— Start of DOCUMENT EXCERPT —

I had lots of experience handling trout in frigid conditions when I was a trout farmer in the '90s. We shut down fishing activity in the winter, but maintained regular supply of our restaurant and fish market customers. Each customer had specific size requirements, so grading out the right fish for each batch required a fair amount of exposure to frigid air temps. I worried about frozen gills, but never experienced any mortality for that reason. I did however, have several fish that were exposed to sub-freezing air for 30 seconds or more then returned to the raceways that sustained eye damage. An opaque, white film was the telltale sign after a few days, and it was pretty obvious the affected fish were blind in one or both eyes.

I can't dance like I used to.

Posted
9 hours ago, fishinwrench said:

True that!  Adrenaline kicks in and you won't even realize you are cold until you are safely back in the boat and quit panting. But after that it gets miserable fast and it hurts BAD. 

Frozen gills is sure possible but I'd think only with air temps in the teens or below, and nobody has any business fishing when it's that cold out.  It isn't fun....And fishing should be fun. 

I do know that fish can be shocked by putting them into warmer water, but they can't be shocked by putting them into colder water.  Rapidly cooling down a fish actually seems to help them, but rapidly warming one up will kill them deader than a hammer in no time.

A few years back I was fishing a heated dock in your neck of the woods and a couple of guys placed their frabil minnow bucket in the lake....it was very cold.... they fished with dead minnows the rest of the day.... I assumed due to the colder water but we all know what assume will do.....

“If a cluttered desk is a sign, of a cluttered mind, of what then, is an empty desk a sign?”- Albert Einstein

Posted
9 hours ago, fishinwrench said:

True that!  Adrenaline kicks in and you won't even realize you are cold until you are safely back in the boat and quit panting. But after that it gets miserable fast and it hurts BAD.

— End of DOCUMENT EXCERPT —
— Start of EXTRACTED MATERIAL —

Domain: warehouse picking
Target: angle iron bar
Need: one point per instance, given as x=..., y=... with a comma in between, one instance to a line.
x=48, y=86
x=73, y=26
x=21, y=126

— End of EXTRACTED MATERIAL —

• _WHAT YOU SHOULD DO_:
Please continue the forum thread on handling fish in freezing weather, starting right after the last line shown.

• _EXERCISE OUTPUT_:
Frozen gills is sure possible but I'd think only with air temps in the teens or below, and nobody has any business fishing when it's that cold out.  It isn't fun....And fishing should be fun. 

I do know that fish can be shocked by putting them into warmer water, but they can't be shocked by putting them into colder water.  Rapidly cooling down a fish actually seems to help them, but rapidly warming one up will kill them deader than a hammer in no time.

Having been in the water a few times in cold weather, I have broke ice to get the boat near the bank to get back in, broke ice to get back to boat ramp.  If you can get out of the water quickly, which is a chore with lots of clothes, they will often freeze before your skin gets wet. On at least 3 occasions I have had to stand by a fire for several minutes to thaw enough to unbutton my shirt but was warm and dry underneath.. Not sure if I am older and wiser or just lazy anymore. 

“If a cluttered desk is a sign, of a cluttered mind, of what then, is an empty desk a sign?”- Albert Einstein

Posted
7 minutes ago, grizwilson said:

Having been in the water a few times in cold weather, I have broke ice to get the boat near the bank to get back in, broke ice to get back to boat ramp.  If you can get out of the water quickly, which is a chore with lots of clothes, they will often freeze before your skin gets wet. On at least 3 occasions I have had to stand by a fire for several minutes to thaw enough to unbutton my shirt but was warm and dry underneath.. Not sure if I am older and wiser or just lazy anymore. 

I've always head from those that study this, humans seem to only be able to survive for just a few short moments in frigid waters. But what do they know. Just a bunch of do nothing money wasters.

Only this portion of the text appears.